Exercise objective » Please reproduce every line of the listing below, requests included, and scale it by multiplying each pixel coordinate in the answers by 2.55 and rounding to whole numbers with halves rounded up. Leave the requests and their sample coordinates unchanged, and omit the pictures from your output.

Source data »
╭──
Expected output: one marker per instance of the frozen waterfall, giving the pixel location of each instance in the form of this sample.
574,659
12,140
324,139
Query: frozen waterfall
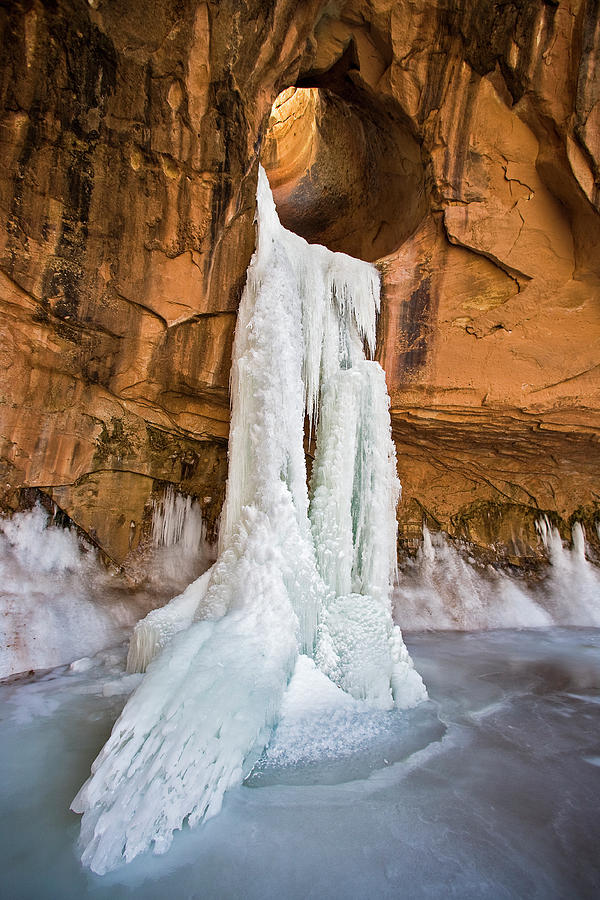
296,575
╰──
Solution to this task »
Expected output: one marker per instance of the frozen waterfall, giving the pixel location of each instance in the form of this sample.
574,659
12,140
324,139
Query: frozen waterfall
755,1466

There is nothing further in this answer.